▶ **Problem A**: Reproduce the hearing transcript on the trade-mark bill in full, changing nothing.

Now, as I say, if that provision had never been in, it would not do any harm not to have it. But having been in and having passed both Houses of Congress to strike it out now seems to me that that limits the purposes of the act in a way that might not be desirable. I am just making that as a suggestion.

Mr. LANHAM. It would be the abandonment of a declaration heretofore expressed?

Mr. ROGERS. I am afraid so.

Mr. DERENBERG. I represent the United States Trade-Mark Association. We have considered very carefully this bill, including the

American Bar Association amendments and we found that a special committee consisting partly of manufacturers and partly of lawyers approve this bill, including all the amendments except the one suggestion which was discussed by Mr. Rogers. Our lawyers advisory committee, of which Mr. Liddy is chairman and of which Mr. Rogers and Mr. Bailey and others are members, all felt that with one exception this language ought to be deleted. I would like to submit at this point a statement which we prepared in accordance with Mr. Rogers' suggestion that it would be a dangerous inference which may be created at this late time if this language would be deleted.

Mr. LANHAM. Yes; that will be inserted in the record.

Mr. DERENBERG. When this memorandum was prepared we had no knowledge of section 29, the deposit section. Our approval of the bill and of the amendments does not include section 29.

Mr. LANHAM. That is understood generally, I think, from the former discussion.

Mr. DERENBERG. The following is the memorandum submitted to the House Committee on Patents, subcommittee on trade-marks, by the United States Trade-Mark Association in support of H. R. 5461.

▶ **Extracted records**:
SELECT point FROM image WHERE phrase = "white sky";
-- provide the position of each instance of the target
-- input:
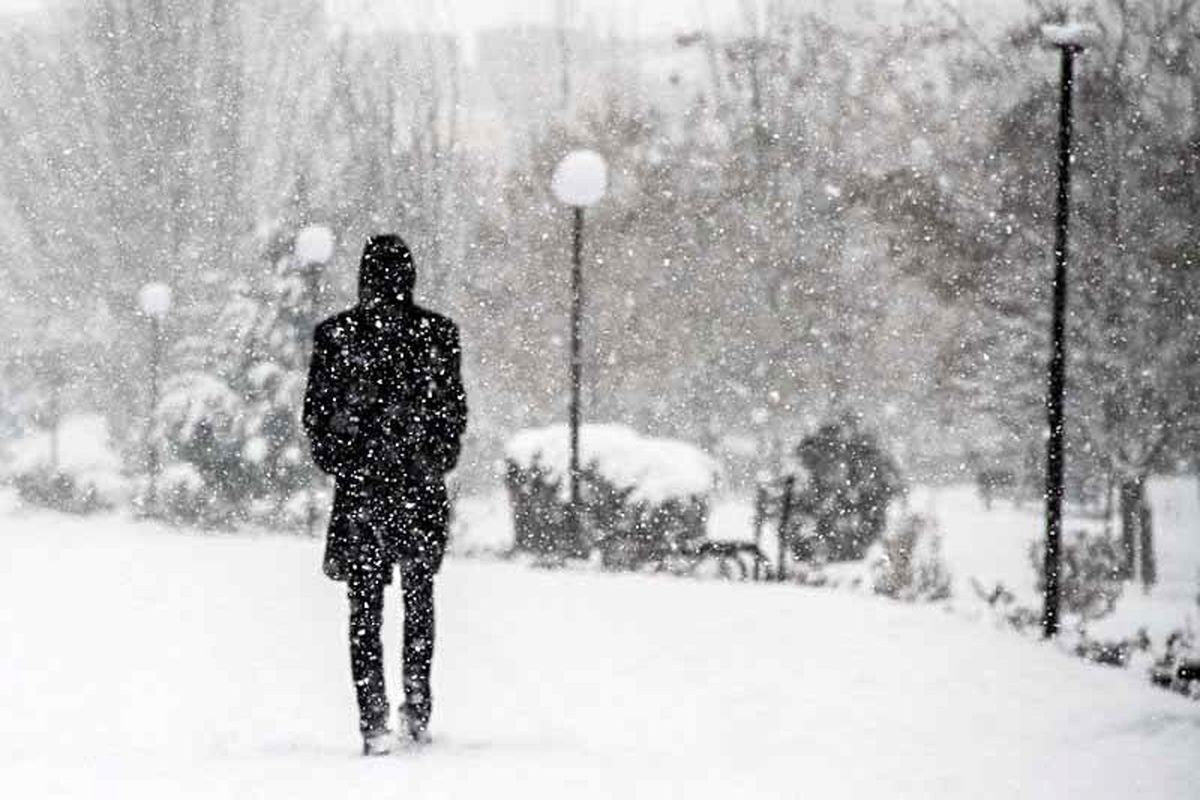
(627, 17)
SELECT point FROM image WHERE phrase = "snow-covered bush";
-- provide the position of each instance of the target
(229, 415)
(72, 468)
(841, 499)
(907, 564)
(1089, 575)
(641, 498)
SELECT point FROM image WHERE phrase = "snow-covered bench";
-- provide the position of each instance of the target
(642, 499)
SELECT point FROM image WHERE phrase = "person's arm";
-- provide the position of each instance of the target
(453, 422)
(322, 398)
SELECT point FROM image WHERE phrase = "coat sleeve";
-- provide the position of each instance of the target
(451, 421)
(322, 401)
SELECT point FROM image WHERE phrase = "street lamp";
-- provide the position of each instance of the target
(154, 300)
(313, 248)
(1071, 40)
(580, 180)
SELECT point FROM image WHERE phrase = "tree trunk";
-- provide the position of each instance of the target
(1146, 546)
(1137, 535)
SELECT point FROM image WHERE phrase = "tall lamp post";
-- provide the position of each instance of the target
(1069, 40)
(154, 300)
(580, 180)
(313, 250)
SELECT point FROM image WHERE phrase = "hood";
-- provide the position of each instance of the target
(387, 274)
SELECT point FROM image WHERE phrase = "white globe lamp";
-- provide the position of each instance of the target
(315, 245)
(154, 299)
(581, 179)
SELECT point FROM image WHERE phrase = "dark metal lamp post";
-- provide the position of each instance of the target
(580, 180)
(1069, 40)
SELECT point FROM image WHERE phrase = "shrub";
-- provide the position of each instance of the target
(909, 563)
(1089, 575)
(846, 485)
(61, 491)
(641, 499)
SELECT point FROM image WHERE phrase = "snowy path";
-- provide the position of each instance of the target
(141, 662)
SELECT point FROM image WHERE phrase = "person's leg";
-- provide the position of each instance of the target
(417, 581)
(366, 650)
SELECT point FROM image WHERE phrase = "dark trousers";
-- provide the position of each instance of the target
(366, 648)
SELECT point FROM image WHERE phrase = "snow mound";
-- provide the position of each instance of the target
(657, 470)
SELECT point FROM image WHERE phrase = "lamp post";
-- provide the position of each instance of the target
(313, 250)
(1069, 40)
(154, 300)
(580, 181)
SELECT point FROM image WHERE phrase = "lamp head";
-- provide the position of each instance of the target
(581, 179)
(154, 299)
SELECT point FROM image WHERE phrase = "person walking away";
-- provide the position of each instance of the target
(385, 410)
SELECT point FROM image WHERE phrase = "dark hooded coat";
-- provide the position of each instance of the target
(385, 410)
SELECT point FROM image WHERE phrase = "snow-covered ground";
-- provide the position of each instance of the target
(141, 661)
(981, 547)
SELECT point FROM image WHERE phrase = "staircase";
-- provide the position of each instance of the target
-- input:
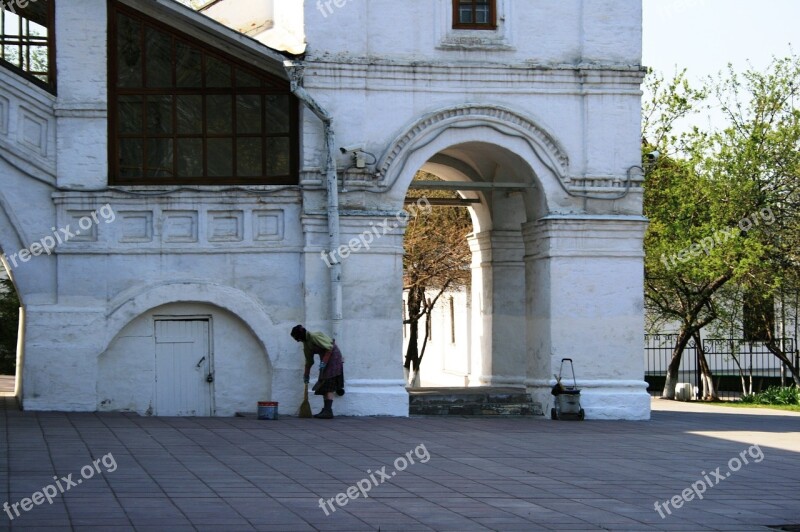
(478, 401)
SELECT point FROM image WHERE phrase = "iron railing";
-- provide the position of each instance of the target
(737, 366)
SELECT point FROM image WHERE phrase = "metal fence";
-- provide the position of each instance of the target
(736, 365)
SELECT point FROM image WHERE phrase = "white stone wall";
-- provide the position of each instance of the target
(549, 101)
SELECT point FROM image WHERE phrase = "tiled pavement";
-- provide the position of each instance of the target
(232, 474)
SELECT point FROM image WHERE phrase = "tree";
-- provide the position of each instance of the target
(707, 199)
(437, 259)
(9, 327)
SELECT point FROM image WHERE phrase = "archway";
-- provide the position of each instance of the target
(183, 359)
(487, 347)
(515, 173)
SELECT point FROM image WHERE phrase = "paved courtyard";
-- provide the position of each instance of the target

▶ **Problem B**: Count the lines of the entries above that contain the string "post", treating uppercase and lowercase as different. Reply with the number alone.

▶ **Exercise result A**:
Now, as I say, if that provision had never been in, it would not do any harm not to have it. But having been in and having passed both Houses of Congress to strike it out now seems to me that that limits the purposes of the act in a way that might not be desirable. I am just making that as a suggestion.

Mr. LANHAM. It would be the abandonment of a declaration heretofore expressed?

Mr. ROGERS. I am afraid so.

Mr. DERENBERG. I represent the United States Trade-Mark Association. We have considered very carefully this bill, including the

American Bar Association amendments and we found that a special committee consisting partly of manufacturers and partly of lawyers approve this bill, including all the amendments except the one suggestion which was discussed by Mr. Rogers. Our lawyers advisory committee, of which Mr. Liddy is chairman and of which Mr. Rogers and Mr. Bailey and others are members, all felt that with one exception this language ought to be deleted. I would like to submit at this point a statement which we prepared in accordance with Mr. Rogers' suggestion that it would be a dangerous inference which may be created at this late time if this language would be deleted.

Mr. LANHAM. Yes; that will be inserted in the record.

Mr. DERENBERG. When this memorandum was prepared we had no knowledge of section 29, the deposit section. Our approval of the bill and of the amendments does not include section 29.

Mr. LANHAM. That is understood generally, I think, from the former discussion.

Mr. DERENBERG. The following is the memorandum submitted to the House Committee on Patents, subcommittee on trade-marks, by the United States Trade-Mark Association in support of H. R. 5461.

▶ **Exercise result B**: 3